▶ [HOW TO COMPLETE THIS TASK]:
Could you print each of the records below exactly?

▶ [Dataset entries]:
=== Begin Enclosure ===
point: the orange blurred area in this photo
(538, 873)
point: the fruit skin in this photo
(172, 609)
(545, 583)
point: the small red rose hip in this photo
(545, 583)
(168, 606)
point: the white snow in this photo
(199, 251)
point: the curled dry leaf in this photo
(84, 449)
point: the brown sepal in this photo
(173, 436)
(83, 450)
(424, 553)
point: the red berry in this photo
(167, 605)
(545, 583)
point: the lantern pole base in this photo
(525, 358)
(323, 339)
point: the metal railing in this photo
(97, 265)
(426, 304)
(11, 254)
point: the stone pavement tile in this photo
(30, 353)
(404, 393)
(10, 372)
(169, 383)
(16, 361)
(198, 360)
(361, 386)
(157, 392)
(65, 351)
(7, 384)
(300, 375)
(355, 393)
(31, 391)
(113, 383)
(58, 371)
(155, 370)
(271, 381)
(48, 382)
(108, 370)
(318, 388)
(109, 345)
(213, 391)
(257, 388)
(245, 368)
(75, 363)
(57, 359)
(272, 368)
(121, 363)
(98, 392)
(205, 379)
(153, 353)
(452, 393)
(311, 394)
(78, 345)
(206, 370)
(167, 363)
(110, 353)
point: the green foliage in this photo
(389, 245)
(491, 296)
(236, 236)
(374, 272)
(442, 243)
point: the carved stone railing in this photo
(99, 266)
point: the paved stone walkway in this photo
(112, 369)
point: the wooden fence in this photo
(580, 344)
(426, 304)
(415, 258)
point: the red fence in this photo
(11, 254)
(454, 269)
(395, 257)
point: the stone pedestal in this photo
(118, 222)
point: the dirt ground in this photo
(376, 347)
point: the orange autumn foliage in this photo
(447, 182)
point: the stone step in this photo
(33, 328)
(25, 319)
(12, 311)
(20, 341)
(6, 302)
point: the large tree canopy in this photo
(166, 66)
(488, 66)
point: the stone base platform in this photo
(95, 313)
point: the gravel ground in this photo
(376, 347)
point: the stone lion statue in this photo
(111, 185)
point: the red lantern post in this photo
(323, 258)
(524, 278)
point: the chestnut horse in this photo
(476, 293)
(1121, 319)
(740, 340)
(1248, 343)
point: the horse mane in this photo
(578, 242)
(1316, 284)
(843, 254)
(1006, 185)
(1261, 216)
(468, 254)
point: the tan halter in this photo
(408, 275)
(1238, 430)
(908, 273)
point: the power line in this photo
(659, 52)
=== End Enclosure ===
▶ [ANSWER BOX]:
point: the orange blurred area in this photo
(538, 873)
point: the fruit skin in this photo
(172, 609)
(545, 583)
point: the small red rose hip in this photo
(545, 583)
(168, 606)
point: the white snow in this photo
(199, 251)
point: the curled dry leaf in this photo
(84, 449)
point: the brown sepal in this photo
(173, 436)
(83, 450)
(424, 553)
point: the red berry in this photo
(167, 605)
(545, 583)
point: the lantern pole base in this photo
(525, 358)
(323, 339)
point: the metal railing in this photo
(97, 265)
(426, 304)
(11, 254)
point: the stone pavement tile in this photo
(30, 353)
(404, 393)
(10, 372)
(169, 383)
(16, 361)
(198, 360)
(361, 386)
(157, 392)
(65, 351)
(7, 384)
(300, 375)
(355, 393)
(31, 391)
(113, 383)
(58, 371)
(155, 370)
(271, 381)
(48, 382)
(108, 370)
(318, 388)
(109, 345)
(213, 391)
(257, 388)
(245, 368)
(75, 363)
(57, 359)
(272, 368)
(121, 363)
(98, 392)
(205, 379)
(153, 353)
(452, 393)
(311, 394)
(78, 345)
(206, 370)
(167, 363)
(110, 353)
point: the green foliage in this photo
(389, 245)
(491, 296)
(236, 236)
(374, 272)
(442, 243)
point: the carved stone railing in this photo
(99, 266)
point: the paved stone walkway in this photo
(112, 369)
point: the wooden fence in this photo
(580, 344)
(426, 304)
(415, 258)
point: the red fence in this photo
(11, 254)
(454, 269)
(395, 257)
point: the stone pedestal in this photo
(118, 222)
point: the dirt ground in this photo
(376, 347)
point: the orange autumn foliage in this photo
(447, 182)
point: the stone step in this photo
(33, 328)
(25, 319)
(12, 311)
(20, 341)
(6, 302)
point: the large tree canopy in this photo
(166, 66)
(488, 66)
point: the stone base platform in this photo
(95, 313)
point: the gravel ground in this photo
(376, 347)
point: the stone lion statue in this photo
(111, 185)
point: the red lantern post in this photo
(323, 258)
(524, 278)
point: the chestnut horse in this photo
(476, 293)
(1121, 319)
(740, 340)
(1248, 343)
point: the horse mane in this photo
(578, 242)
(1316, 284)
(843, 254)
(1006, 185)
(1261, 216)
(468, 254)
point: the tan halter in this photo
(408, 275)
(1238, 430)
(908, 273)
point: the power line in this photo
(659, 52)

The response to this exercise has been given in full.